> [Work required] Without including any pictures, copy each entry below exactly.

(Point labeling dataset excerpts)

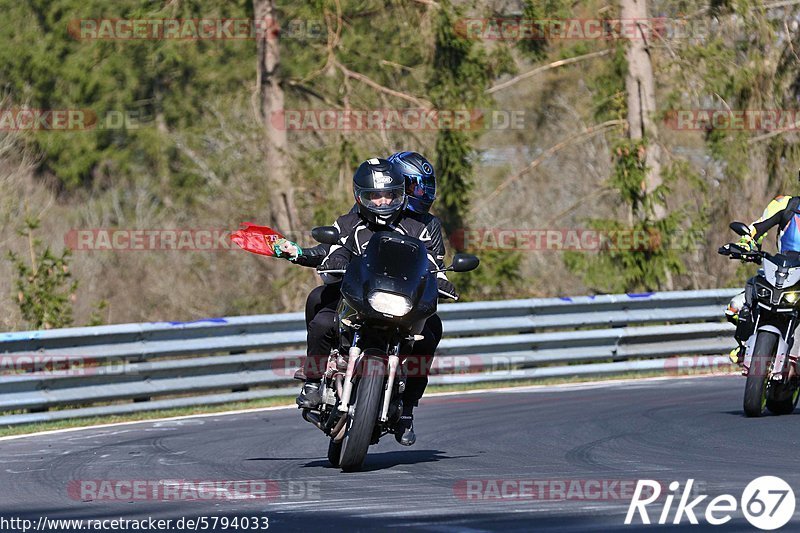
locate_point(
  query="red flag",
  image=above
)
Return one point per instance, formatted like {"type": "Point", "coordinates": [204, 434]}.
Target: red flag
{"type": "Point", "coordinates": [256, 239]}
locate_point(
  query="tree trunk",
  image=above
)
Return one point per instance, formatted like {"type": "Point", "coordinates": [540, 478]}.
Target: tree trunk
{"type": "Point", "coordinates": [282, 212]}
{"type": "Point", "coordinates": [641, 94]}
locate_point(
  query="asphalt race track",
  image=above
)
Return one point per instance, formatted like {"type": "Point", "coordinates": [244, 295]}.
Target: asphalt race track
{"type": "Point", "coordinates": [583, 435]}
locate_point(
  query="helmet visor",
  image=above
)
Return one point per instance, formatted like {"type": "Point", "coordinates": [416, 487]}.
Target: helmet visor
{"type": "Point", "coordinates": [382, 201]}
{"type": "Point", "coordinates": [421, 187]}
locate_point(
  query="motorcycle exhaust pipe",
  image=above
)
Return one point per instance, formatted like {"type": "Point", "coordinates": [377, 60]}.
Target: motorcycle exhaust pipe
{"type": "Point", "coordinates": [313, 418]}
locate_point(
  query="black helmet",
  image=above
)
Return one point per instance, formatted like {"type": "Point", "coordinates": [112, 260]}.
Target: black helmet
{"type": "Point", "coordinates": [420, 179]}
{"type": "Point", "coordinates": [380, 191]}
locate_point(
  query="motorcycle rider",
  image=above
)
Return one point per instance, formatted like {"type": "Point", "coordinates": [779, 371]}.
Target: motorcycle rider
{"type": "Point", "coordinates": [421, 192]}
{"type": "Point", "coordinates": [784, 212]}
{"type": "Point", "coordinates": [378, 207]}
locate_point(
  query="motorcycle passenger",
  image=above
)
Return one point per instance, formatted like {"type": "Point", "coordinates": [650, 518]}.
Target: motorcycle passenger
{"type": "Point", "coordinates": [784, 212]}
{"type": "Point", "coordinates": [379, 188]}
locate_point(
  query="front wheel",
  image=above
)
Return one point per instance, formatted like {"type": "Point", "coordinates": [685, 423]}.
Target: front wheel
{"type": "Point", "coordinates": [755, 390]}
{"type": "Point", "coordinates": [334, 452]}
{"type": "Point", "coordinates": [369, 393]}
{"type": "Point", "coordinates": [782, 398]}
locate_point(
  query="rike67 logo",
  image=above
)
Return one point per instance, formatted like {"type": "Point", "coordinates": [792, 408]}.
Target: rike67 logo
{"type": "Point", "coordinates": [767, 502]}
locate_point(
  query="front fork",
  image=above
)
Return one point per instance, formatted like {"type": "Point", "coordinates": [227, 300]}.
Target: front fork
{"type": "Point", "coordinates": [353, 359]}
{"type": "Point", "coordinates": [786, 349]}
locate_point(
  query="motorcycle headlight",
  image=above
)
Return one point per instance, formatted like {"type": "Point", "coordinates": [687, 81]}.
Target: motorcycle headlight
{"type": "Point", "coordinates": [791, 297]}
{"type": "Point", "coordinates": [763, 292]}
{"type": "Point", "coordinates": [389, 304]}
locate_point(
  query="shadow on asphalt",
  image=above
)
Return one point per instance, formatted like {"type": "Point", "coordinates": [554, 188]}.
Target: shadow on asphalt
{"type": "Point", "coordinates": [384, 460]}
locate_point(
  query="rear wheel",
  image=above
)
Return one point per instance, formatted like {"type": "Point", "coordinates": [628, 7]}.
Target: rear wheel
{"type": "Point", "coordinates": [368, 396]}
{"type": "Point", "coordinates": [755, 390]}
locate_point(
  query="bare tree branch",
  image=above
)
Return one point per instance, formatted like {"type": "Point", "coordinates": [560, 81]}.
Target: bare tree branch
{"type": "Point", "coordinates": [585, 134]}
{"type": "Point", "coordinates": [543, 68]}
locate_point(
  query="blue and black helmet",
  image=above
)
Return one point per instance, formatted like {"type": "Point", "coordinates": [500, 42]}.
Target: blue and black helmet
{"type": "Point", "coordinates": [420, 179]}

> [Task response]
locate_point(
  query="red flag",
  image=above
)
Return one point per instance, formatted like {"type": "Point", "coordinates": [204, 434]}.
Target: red flag
{"type": "Point", "coordinates": [256, 239]}
locate_point(
  query="tree trunk",
  image=above
)
Return one point per instance, formatted like {"type": "Point", "coordinates": [540, 478]}.
Target: tree trunk
{"type": "Point", "coordinates": [282, 212]}
{"type": "Point", "coordinates": [641, 94]}
locate_point(
  query="asphalt race track",
  image=above
)
Return one point per instance, formatted like {"type": "Point", "coordinates": [244, 295]}.
Target: asphalt race track
{"type": "Point", "coordinates": [583, 435]}
locate_point(
  query="helmet visor",
  image=above
)
Return one point per instance, formatted like {"type": "Point", "coordinates": [416, 487]}.
Target: helmet visor
{"type": "Point", "coordinates": [382, 201]}
{"type": "Point", "coordinates": [421, 187]}
locate_point(
  query="motorcycle exhaust pipe",
  image=above
)
Return one point per instance, formatted like {"type": "Point", "coordinates": [377, 60]}.
Target: motorcycle exhaust pipe
{"type": "Point", "coordinates": [313, 418]}
locate_point(
  query="black helmet",
  image=above
)
Return one point per instance, formatted like {"type": "Point", "coordinates": [112, 260]}.
Target: black helmet
{"type": "Point", "coordinates": [420, 179]}
{"type": "Point", "coordinates": [380, 191]}
locate_point(
  query="motorcycle rider",
  image=above
)
Return one point per instance, formatted like {"type": "Point", "coordinates": [779, 371]}.
Target: motorcycle rider
{"type": "Point", "coordinates": [421, 192]}
{"type": "Point", "coordinates": [784, 212]}
{"type": "Point", "coordinates": [378, 207]}
locate_point(
  query="motorcycle passenger",
  image=above
)
Return one point per instance, formatted like {"type": "Point", "coordinates": [650, 518]}.
Target: motorcycle passenger
{"type": "Point", "coordinates": [784, 212]}
{"type": "Point", "coordinates": [379, 188]}
locate_point(
  query="front wheel",
  image=above
)
Return one point per instance, formatted like {"type": "Point", "coordinates": [685, 423]}.
Target: front wheel
{"type": "Point", "coordinates": [755, 390]}
{"type": "Point", "coordinates": [334, 452]}
{"type": "Point", "coordinates": [369, 393]}
{"type": "Point", "coordinates": [782, 398]}
locate_point(
  query="rike67 logo",
  image=above
)
Return one point per instance, formatted like {"type": "Point", "coordinates": [792, 408]}.
Target: rike67 logo
{"type": "Point", "coordinates": [767, 502]}
locate_point(
  query="front fork",
  image=above
)
Return one point per instance, formatted like {"type": "Point", "coordinates": [227, 300]}.
Target: front fork
{"type": "Point", "coordinates": [353, 359]}
{"type": "Point", "coordinates": [786, 349]}
locate_point(
  query="motorcycle headlight",
  image=above
)
Return one point per instance, formatted like {"type": "Point", "coordinates": [687, 81]}.
Target: motorcycle headlight
{"type": "Point", "coordinates": [791, 297]}
{"type": "Point", "coordinates": [763, 292]}
{"type": "Point", "coordinates": [389, 304]}
locate_point(
  query="shadow on asphalt",
  image=above
)
Return one point per instance, formatted like {"type": "Point", "coordinates": [554, 188]}.
Target: shadow on asphalt
{"type": "Point", "coordinates": [384, 460]}
locate_point(
  query="rear wheel",
  image=above
)
Return one point per instance, formatted like {"type": "Point", "coordinates": [628, 7]}.
Target: rear wheel
{"type": "Point", "coordinates": [368, 396]}
{"type": "Point", "coordinates": [755, 390]}
locate_point(
  query="bare tree branch",
  image=above
)
Return one point per instance, formatted like {"type": "Point", "coordinates": [560, 81]}.
Target: bare tree branch
{"type": "Point", "coordinates": [585, 134]}
{"type": "Point", "coordinates": [543, 68]}
locate_point(
  query="blue and black helmet",
  image=above
)
Return one point per instance, formatted like {"type": "Point", "coordinates": [500, 42]}.
Target: blue and black helmet
{"type": "Point", "coordinates": [420, 179]}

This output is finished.